### Required action
Return all lines below containing the word "yellow".

### Material provided
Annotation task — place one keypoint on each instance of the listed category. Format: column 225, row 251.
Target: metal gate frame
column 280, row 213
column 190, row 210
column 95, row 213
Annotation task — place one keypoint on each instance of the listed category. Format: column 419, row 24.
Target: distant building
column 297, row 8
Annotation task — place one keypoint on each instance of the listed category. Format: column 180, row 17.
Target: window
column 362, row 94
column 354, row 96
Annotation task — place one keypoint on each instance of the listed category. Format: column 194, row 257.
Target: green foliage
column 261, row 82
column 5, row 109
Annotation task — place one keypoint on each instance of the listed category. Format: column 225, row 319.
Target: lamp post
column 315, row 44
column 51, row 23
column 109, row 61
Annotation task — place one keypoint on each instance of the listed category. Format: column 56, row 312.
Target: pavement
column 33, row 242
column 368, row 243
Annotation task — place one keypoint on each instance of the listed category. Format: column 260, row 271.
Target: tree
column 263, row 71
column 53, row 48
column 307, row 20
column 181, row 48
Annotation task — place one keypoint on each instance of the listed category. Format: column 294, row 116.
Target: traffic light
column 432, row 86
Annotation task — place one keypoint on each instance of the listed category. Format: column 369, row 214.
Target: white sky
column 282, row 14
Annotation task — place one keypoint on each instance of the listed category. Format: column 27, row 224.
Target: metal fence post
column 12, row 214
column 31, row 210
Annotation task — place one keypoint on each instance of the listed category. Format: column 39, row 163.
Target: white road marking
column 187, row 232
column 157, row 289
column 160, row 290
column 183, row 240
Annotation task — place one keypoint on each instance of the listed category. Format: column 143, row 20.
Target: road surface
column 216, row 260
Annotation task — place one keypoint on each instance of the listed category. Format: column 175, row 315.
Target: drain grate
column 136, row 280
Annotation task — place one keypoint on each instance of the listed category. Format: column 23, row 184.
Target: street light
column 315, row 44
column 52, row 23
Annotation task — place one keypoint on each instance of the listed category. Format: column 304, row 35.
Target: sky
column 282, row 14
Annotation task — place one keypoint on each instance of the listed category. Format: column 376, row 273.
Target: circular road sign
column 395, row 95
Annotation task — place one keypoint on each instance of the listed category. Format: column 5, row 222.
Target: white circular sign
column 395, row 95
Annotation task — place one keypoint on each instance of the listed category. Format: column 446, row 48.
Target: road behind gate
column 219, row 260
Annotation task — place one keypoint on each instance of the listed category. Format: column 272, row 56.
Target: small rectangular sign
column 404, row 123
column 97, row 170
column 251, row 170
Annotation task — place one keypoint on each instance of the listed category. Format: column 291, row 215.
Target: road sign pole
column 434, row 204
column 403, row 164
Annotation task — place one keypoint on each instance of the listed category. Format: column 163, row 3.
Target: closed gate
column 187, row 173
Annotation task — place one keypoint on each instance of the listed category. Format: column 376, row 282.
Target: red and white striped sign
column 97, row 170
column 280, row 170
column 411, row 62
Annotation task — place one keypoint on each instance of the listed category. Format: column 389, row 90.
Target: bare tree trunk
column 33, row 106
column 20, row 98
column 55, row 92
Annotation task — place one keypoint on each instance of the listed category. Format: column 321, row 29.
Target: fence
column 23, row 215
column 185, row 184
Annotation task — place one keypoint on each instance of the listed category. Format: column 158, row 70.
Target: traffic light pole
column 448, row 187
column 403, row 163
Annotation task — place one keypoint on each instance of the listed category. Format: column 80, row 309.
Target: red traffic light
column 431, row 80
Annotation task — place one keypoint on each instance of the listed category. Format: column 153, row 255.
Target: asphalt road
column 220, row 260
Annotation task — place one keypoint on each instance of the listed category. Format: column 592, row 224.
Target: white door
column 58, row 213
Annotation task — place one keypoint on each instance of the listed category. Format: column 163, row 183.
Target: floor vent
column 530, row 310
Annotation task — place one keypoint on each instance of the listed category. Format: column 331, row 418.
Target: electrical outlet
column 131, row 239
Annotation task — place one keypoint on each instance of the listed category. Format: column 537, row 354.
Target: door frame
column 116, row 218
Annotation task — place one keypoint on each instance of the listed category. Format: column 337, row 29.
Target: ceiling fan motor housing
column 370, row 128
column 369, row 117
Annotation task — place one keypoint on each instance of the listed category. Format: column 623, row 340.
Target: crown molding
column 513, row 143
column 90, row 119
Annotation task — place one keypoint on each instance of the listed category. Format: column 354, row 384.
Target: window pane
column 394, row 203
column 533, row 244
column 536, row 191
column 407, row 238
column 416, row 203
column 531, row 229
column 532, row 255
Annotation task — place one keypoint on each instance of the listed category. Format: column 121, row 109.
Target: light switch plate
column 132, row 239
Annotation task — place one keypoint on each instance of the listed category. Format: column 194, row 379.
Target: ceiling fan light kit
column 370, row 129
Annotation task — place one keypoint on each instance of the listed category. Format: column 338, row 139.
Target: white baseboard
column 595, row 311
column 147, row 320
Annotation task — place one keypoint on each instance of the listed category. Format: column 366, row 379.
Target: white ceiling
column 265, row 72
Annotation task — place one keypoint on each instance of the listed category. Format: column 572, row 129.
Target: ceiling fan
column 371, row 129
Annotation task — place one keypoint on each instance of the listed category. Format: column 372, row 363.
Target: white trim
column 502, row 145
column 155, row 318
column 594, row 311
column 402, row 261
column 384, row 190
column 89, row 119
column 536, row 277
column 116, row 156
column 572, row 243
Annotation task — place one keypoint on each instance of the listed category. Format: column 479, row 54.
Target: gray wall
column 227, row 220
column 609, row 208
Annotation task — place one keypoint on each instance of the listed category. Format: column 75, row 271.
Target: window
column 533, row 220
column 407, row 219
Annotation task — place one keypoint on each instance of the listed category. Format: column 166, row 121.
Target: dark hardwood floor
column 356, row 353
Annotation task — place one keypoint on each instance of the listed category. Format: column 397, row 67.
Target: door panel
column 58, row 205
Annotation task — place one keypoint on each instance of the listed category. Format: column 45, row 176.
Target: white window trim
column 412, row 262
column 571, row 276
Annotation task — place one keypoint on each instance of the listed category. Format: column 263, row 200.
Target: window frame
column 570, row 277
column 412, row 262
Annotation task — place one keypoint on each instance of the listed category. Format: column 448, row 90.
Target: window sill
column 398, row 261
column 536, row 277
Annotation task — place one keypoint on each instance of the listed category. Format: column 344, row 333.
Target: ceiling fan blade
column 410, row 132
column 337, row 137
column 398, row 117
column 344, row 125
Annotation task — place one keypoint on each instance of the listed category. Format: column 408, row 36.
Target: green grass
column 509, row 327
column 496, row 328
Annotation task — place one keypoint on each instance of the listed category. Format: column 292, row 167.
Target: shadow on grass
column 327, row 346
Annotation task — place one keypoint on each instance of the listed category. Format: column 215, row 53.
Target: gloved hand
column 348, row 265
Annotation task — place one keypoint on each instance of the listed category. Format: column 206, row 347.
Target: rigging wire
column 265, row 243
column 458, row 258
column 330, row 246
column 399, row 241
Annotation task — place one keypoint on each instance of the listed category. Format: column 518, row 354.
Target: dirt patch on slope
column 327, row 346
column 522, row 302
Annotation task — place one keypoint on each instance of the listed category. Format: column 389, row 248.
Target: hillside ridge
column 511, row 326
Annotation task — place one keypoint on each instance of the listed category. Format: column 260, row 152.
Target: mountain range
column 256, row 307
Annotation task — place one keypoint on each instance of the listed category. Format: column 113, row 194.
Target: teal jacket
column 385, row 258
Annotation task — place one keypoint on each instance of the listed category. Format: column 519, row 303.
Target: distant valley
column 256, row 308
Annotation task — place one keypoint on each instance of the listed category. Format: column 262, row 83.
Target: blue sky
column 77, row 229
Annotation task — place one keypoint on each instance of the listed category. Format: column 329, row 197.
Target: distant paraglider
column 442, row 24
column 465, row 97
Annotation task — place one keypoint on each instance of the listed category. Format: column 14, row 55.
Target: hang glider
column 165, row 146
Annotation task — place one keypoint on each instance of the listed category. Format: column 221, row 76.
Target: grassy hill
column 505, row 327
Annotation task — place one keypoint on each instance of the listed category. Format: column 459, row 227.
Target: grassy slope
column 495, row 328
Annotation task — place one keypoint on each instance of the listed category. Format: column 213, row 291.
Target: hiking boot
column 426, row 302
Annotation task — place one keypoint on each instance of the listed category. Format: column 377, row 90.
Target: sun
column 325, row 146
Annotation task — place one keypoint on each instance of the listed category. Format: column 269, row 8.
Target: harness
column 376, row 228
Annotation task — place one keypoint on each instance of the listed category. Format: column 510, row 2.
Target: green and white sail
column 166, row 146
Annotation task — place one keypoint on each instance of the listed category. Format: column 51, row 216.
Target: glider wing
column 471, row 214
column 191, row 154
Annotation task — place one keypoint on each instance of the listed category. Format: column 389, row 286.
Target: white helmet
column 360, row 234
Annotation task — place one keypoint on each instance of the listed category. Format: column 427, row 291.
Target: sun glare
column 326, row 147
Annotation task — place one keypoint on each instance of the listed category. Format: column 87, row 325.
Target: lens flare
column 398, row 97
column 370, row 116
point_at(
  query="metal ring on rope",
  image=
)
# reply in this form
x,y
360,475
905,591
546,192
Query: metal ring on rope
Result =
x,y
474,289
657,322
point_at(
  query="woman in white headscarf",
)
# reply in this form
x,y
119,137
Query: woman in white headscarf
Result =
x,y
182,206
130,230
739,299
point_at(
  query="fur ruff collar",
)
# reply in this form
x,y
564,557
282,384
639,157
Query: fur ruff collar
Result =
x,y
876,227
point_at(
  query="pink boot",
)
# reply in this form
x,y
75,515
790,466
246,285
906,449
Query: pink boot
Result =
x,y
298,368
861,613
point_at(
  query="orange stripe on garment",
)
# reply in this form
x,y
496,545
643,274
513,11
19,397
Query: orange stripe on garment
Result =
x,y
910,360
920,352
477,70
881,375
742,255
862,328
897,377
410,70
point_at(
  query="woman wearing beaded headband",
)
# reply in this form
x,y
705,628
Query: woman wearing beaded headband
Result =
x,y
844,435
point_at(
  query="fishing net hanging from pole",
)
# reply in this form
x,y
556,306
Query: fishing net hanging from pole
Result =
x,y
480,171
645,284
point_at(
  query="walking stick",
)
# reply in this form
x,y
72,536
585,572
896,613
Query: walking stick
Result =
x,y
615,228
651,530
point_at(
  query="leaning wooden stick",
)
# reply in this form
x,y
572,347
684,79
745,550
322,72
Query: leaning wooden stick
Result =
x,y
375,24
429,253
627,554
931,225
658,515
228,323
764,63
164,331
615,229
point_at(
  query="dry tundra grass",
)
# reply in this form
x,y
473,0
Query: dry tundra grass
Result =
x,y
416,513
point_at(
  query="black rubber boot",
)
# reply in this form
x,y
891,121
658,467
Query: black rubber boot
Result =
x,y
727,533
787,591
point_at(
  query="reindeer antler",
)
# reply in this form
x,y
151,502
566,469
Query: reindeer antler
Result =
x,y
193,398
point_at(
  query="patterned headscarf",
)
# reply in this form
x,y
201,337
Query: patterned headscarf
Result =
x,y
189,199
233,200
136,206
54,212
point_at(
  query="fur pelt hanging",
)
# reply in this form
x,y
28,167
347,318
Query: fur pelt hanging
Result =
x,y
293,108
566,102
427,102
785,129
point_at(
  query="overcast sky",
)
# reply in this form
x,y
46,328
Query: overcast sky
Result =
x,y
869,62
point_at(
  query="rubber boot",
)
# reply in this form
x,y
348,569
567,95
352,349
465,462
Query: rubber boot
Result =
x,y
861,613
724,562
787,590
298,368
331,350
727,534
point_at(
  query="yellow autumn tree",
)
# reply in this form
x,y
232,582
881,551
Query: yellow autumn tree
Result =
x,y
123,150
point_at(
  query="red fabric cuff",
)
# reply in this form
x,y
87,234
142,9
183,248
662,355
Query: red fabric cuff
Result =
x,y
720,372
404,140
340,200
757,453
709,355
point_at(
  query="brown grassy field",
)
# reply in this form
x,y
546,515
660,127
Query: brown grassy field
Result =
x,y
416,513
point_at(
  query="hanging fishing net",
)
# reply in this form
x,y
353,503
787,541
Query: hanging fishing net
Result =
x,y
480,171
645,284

### Solution to this task
  query="yellow autumn tree",
Query: yellow autumn tree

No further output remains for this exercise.